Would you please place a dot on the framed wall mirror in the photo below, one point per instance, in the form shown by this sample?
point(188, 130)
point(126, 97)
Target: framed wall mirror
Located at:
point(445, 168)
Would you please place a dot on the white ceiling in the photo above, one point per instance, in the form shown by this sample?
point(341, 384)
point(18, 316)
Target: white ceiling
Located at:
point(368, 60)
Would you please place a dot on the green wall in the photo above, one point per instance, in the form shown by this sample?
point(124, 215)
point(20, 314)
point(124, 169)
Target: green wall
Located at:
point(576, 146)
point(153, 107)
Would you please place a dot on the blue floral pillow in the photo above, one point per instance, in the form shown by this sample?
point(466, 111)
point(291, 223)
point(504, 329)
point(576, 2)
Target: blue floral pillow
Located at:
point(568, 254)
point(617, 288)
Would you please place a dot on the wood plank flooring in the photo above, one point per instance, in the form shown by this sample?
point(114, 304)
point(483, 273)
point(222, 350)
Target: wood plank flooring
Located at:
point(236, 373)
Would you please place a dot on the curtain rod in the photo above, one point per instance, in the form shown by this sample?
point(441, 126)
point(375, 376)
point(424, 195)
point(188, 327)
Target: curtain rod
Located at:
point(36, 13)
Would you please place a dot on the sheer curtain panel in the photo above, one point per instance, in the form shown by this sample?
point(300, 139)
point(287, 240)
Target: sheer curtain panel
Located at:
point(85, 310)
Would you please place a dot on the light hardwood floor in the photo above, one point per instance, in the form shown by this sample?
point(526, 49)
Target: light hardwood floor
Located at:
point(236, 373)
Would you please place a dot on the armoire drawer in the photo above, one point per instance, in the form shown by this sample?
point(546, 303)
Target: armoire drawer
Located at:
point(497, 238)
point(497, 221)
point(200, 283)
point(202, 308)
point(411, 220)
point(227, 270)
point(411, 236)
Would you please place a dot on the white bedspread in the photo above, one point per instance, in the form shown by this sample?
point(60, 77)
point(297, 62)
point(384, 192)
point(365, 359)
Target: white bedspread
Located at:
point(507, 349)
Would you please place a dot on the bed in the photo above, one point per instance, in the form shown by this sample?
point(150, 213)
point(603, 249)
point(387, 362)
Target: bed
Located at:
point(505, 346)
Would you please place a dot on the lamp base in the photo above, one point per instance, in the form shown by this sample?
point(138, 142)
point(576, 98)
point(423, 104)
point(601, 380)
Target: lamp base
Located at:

····················

Your task is to output the full set of records exactly as presented.

Would you please place a dot on the framed wall mirror in the photo below, one point per instance, in the form shown by this sample?
point(188, 130)
point(126, 97)
Target: framed wall mirror
Located at:
point(445, 168)
Would you please place a dot on the white ceiling in the photo above, one point per instance, in the form shown by this sample?
point(341, 384)
point(18, 316)
Target: white ceiling
Located at:
point(368, 60)
Would you please place a dot on the green wall in the photo above, one point per instance, in the form shown by this sample?
point(124, 215)
point(20, 314)
point(124, 169)
Target: green wall
Located at:
point(576, 146)
point(153, 107)
Would you please place a dot on the blue floral pillow in the photo above, one point per instance, in the form shown by this sample?
point(466, 111)
point(291, 223)
point(504, 329)
point(576, 2)
Target: blue floral pillow
Located at:
point(568, 254)
point(617, 288)
Would you please place a dot on the wood plank flooring in the photo above, one point per instance, in the form shown by this sample?
point(114, 304)
point(483, 273)
point(222, 350)
Target: wood plank flooring
Located at:
point(236, 373)
Would you please place a dot on the curtain rod in the photo above, one point per instance, in the form shown by this sample?
point(441, 126)
point(375, 376)
point(424, 195)
point(188, 327)
Target: curtain rod
Located at:
point(36, 13)
Would you please place a dot on the sheer curtain panel in the photo above, one point per instance, in the form shown by this sample?
point(300, 139)
point(287, 240)
Target: sheer curtain panel
Located at:
point(85, 310)
Would you please place a dot on the light hardwood floor in the photo above, one point per instance, in the form shown by this sample?
point(526, 49)
Target: light hardwood floor
Located at:
point(236, 373)
Would you please place a dot on the armoire drawer in the photo above, one point per instance, in the form shown by this sample?
point(546, 303)
Target: armoire drawer
Located at:
point(497, 238)
point(497, 221)
point(200, 283)
point(202, 308)
point(411, 220)
point(227, 270)
point(411, 236)
Would you please place a dot on the white bedspread in the photo above, one point per instance, in the form shown by this sample?
point(60, 77)
point(297, 62)
point(384, 192)
point(365, 359)
Target: white bedspread
Located at:
point(507, 349)
Would you please place a dot on the bed in the photo above, one point per instance, in the form shown by this sample?
point(150, 213)
point(603, 249)
point(387, 362)
Target: bed
Located at:
point(505, 346)
Would you please place a dot on the lamp base in the photo above, one point per instance, in the form shown by this sample?
point(138, 142)
point(576, 98)
point(423, 104)
point(601, 380)
Target: lamp base
Located at:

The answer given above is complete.